Exercise requirements: Write out all the material verbatim, line by line.

Source material:

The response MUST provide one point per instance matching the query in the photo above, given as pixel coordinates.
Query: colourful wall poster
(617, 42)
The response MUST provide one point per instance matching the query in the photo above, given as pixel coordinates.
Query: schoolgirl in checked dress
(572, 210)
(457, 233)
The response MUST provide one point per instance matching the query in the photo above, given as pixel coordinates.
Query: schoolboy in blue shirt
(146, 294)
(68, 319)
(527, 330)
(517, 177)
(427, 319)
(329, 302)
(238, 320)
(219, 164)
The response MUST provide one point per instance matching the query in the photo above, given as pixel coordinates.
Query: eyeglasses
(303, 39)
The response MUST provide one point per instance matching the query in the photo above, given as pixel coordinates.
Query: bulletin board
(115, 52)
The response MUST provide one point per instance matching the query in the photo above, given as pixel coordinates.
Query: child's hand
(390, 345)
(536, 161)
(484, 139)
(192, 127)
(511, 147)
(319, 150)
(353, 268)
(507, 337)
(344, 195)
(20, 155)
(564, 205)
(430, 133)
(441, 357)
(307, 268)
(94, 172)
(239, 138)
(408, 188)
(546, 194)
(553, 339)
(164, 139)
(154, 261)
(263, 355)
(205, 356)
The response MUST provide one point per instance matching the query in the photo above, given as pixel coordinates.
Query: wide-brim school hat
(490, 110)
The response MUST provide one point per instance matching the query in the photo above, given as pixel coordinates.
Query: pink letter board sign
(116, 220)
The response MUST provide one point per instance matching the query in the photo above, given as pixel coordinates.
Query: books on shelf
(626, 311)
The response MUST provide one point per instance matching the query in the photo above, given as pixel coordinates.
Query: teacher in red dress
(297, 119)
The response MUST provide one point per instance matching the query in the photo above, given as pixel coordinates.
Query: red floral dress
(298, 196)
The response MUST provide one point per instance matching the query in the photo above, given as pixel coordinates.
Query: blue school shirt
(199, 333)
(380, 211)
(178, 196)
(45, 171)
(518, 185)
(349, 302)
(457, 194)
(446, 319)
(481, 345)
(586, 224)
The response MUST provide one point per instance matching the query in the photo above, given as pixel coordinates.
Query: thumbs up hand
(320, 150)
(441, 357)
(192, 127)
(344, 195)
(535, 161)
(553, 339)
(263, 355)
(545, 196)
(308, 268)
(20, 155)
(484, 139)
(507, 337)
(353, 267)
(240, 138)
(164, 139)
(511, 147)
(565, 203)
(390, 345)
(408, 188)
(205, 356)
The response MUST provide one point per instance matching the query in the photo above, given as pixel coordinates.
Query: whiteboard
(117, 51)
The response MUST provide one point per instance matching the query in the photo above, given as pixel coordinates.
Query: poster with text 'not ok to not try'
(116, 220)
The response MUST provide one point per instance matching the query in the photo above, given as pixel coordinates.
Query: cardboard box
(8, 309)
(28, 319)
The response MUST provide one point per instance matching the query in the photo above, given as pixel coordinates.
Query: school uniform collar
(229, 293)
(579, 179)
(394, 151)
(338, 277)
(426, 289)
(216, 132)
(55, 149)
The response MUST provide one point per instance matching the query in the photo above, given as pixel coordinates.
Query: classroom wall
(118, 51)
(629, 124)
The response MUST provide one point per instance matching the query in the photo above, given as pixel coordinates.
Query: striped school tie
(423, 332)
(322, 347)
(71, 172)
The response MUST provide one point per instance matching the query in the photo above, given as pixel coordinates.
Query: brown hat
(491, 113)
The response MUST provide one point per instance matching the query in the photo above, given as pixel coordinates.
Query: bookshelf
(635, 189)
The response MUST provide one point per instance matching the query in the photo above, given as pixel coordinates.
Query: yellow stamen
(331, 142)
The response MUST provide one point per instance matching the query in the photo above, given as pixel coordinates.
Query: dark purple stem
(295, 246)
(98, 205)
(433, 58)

Exercise solution:
The response MUST provide one point per instance matching the query in the photo above, given as pixel coordinates.
Query: colourful wall poster
(617, 42)
The response MUST provide one point per instance matching the query in the photo above, given as pixel coordinates.
Query: schoolgirl in checked dress
(572, 210)
(457, 233)
The response MUST provide one point per instance matching the query in the photo above, given as pixel coordinates.
Query: schoolboy in blue shirt
(146, 294)
(68, 319)
(527, 330)
(517, 177)
(427, 319)
(329, 302)
(238, 320)
(219, 164)
The response MUST provide one point per instance matching the query in the photo above, given as pixel coordinates.
Query: eyeglasses
(303, 39)
The response MUST provide one point per instance matching the query in the photo above, given as pixel coordinates.
Query: bulletin board
(115, 52)
The response MUST provide one point per instance matching the query in the photo above, given as pixel coordinates.
Query: child's hand
(390, 345)
(536, 161)
(484, 139)
(192, 127)
(511, 147)
(319, 150)
(353, 268)
(507, 337)
(344, 195)
(20, 155)
(564, 205)
(430, 133)
(441, 357)
(307, 268)
(94, 172)
(239, 138)
(408, 188)
(546, 194)
(553, 339)
(164, 139)
(154, 261)
(263, 355)
(205, 356)
The response MUST provide one point per instance matching the query in the photo above, given as pixel coordinates.
Query: wide-brim school hat
(490, 110)
The response MUST provide one point per instance matching the query in the photo above, given as pixel coordinates.
Query: pink letter board sign
(116, 220)
The response MUST provide one point per instance matching the query in the photo above, given as pixel coordinates.
Query: books on shelf
(626, 311)
The response MUST provide one point per instance matching the query in the photo above, given as pixel coordinates.
Query: teacher in red dress
(297, 119)
The response MUST provide one point per instance matching the query in the photo above, given as pixel coordinates.
Query: red floral dress
(298, 196)
The response MUST provide one point per instance matching the query in the photo above, given as pixel coordinates.
Query: blue school shirt
(199, 333)
(380, 211)
(178, 196)
(45, 171)
(518, 185)
(349, 302)
(457, 194)
(446, 319)
(481, 345)
(586, 224)
The response MUST provide one point per instance matching the query in the photo above, given as pixel coordinates.
Query: thumbs up hand
(320, 150)
(441, 357)
(192, 127)
(344, 195)
(535, 161)
(553, 339)
(263, 355)
(545, 196)
(308, 268)
(20, 155)
(484, 139)
(507, 337)
(353, 267)
(240, 138)
(164, 139)
(511, 147)
(565, 203)
(390, 345)
(408, 188)
(205, 356)
The response MUST provide one point per instance matching the query in the photo above, given as pixel coordinates.
Query: whiteboard
(117, 51)
The response MUST provide one point per instance matching the query in the photo above, given as pixel coordinates.
Query: poster with text 'not ok to not try'
(116, 220)
The response MUST provide one point per instance matching the query in the photo above, given as pixel coordinates.
Query: cardboard box
(8, 309)
(28, 319)
The response MUST provide one point per instance matching the query in the photo above, given as pixel coordinates.
Query: school uniform collar
(229, 293)
(579, 179)
(394, 151)
(338, 277)
(426, 289)
(216, 132)
(55, 149)
The response MUST provide one point per instance matching the query in the photo above, given as pixel coordinates.
Query: classroom wall
(118, 51)
(629, 124)
The response MUST provide one point per instance matching the query in the photo above, given as pixel coordinates.
Query: striped school tie
(423, 332)
(322, 347)
(71, 172)
The response MUST provide one point per instance matching the query in the photo above, given as pixel coordinates.
Query: brown hat
(491, 113)
The response MUST provide one point per instance matching the query in the photo above, given as pixel coordinates.
Query: bookshelf
(635, 189)
The response MUST provide one point per instance matching the query in the photo above, given as pixel coordinates.
Query: yellow stamen
(331, 142)
The response MUST provide one point per instance matching the query in the photo above, given as pixel coordinates.
Query: dark purple stem
(295, 246)
(98, 205)
(433, 58)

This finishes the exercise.